## [SHORT PROBLEM A]
Using the article on the 5th District congressional race, decide whether each statement agrees with it: (i) the primaries will be held on May 2; (ii) Ralph Norman ran for this seat once before, in 2004; (iii) two of the Republican candidates come from Newberry County. Answer yes or no for each and quote the deciding words of the article.

By Hastings Wyman –
Seven Republicans have filed to run for the 5th District congressional seat left vacant when Mick Mulvaney (R-SC) resigned to become director of President Trump’s Office of Management and Budget. Three Democrats have also filed in this heavily Republican district. In addition, three Libertarians are running, and one each from the American, Constitution and Green Parties. The primaries will be held on May 2, with runoffs, if needed, on May 16. The General Election is set for June 20.
The Republican field includes four candidates from York County, the district’s most populous county; two from Kershaw County and one from Newberry County.
The York County candidates are:
Tommy Pope of York is the former speaker pro tempore of the state House of Representatives, a post he resigned to make the run for Congress. Pope, 54, originally gained notice in 1994 when, as a circuit solicitor, he successfully prosecuted Susan Smith for the murder of her two young sons. He had previously announced he would run for governor in 2018, but has since said that prospect is “on hold.”
Ralph Norman of Rock Hill is a native of the county and a successful real estate developer. He resigned from the state House of Representatives in February to run for Congress. He ran for this seat once before in 2004, losing to Democratic incumbent John Spratt.

## [RECORDS]
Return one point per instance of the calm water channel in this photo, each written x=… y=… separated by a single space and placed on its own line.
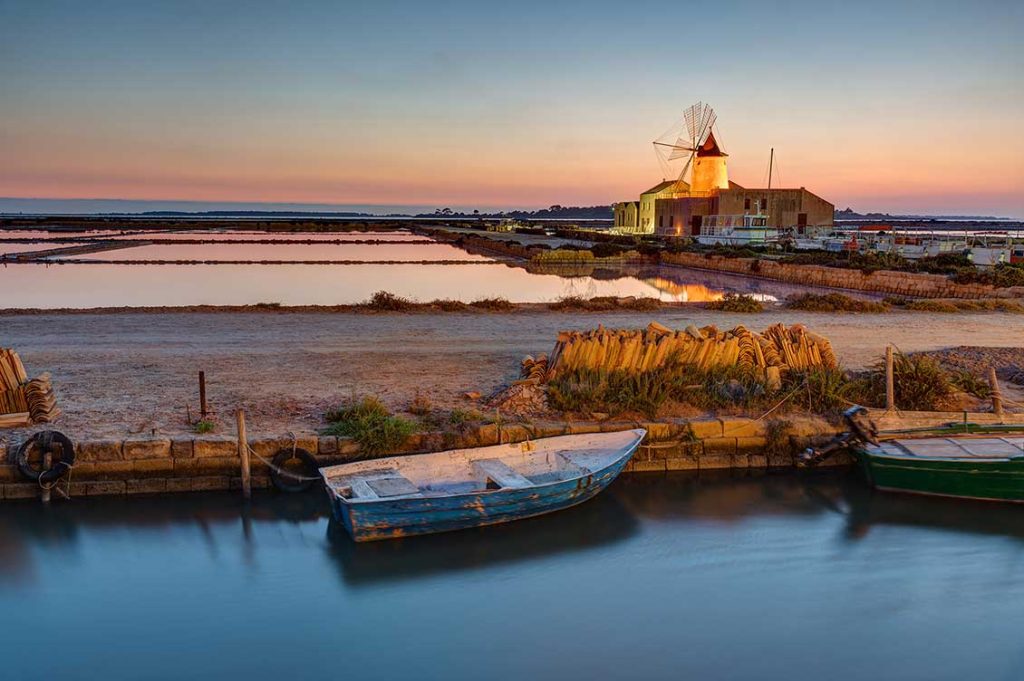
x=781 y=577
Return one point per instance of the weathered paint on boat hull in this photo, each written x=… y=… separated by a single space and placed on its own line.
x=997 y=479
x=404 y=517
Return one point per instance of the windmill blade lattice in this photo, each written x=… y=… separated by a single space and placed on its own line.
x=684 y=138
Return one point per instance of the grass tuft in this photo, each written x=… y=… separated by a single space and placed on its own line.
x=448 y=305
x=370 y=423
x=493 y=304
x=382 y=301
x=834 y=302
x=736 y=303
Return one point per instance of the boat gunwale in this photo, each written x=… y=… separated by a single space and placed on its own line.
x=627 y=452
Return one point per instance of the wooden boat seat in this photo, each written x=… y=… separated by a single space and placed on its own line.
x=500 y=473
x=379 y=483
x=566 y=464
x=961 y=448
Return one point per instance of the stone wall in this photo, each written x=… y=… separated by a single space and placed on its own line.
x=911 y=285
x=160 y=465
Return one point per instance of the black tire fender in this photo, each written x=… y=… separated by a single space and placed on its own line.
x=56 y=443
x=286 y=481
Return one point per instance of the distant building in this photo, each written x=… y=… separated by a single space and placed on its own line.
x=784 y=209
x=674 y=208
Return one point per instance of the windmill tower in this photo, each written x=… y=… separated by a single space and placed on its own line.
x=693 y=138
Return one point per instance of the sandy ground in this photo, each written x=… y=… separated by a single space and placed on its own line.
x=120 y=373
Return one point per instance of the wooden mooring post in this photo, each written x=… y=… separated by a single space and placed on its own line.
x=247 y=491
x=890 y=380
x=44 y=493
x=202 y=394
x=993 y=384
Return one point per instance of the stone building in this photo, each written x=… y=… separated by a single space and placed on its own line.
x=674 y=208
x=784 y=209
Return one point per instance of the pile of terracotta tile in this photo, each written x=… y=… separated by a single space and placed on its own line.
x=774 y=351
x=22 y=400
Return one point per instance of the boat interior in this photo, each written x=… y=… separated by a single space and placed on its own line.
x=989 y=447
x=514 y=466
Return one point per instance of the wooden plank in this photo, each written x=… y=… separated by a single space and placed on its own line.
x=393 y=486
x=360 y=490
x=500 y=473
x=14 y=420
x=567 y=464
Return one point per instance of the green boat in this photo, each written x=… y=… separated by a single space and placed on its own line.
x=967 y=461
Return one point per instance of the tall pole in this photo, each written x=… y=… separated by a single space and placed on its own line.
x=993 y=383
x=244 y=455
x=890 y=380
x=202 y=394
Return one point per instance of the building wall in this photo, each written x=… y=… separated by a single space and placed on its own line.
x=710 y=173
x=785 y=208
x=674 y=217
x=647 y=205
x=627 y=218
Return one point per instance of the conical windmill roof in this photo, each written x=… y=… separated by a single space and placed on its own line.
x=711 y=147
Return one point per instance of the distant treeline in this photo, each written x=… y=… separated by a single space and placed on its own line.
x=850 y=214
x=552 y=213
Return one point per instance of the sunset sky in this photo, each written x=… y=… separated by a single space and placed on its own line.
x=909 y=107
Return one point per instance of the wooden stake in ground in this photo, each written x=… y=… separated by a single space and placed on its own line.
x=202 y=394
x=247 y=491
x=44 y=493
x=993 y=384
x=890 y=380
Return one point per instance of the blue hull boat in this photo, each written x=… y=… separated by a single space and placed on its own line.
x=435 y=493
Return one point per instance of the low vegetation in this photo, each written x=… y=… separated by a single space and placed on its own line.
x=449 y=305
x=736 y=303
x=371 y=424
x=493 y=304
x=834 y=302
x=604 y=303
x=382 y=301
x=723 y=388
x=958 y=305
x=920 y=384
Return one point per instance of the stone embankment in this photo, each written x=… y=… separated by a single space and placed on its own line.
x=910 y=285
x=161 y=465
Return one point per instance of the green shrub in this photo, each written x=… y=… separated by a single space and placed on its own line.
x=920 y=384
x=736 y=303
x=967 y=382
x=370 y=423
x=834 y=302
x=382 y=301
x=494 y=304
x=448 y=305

## [SHORT PROBLEM B]
Give everything in the entries from the line containing "Return one point per instance of the low" down to the last line of the entries as a JSON list of strings, one string per line, leaving out blank lines.

## [SOLUTION A]
(i) Yes: "The primaries will be held on May 2"
(ii) Yes: "He ran for this seat once before in 2004"
(iii) No: "one from Newberry County"

## [SOLUTION B]
[
  "Return one point per instance of the low vegetation in this photo, each written x=… y=… separated by a single space and placed on its own line.",
  "x=449 y=305",
  "x=736 y=303",
  "x=371 y=424",
  "x=493 y=304",
  "x=834 y=302",
  "x=604 y=303",
  "x=382 y=301",
  "x=723 y=388",
  "x=958 y=305",
  "x=920 y=384",
  "Return one point per instance of the stone embankment in this photo, each written x=… y=… separated by a single space and placed on its own line.",
  "x=910 y=285",
  "x=161 y=465",
  "Return one point per instance of the green shrub in this photo, each written x=… y=… separated by a single space and placed on its own line.",
  "x=920 y=384",
  "x=736 y=303",
  "x=967 y=382",
  "x=370 y=423",
  "x=834 y=302",
  "x=382 y=301",
  "x=494 y=304",
  "x=448 y=305"
]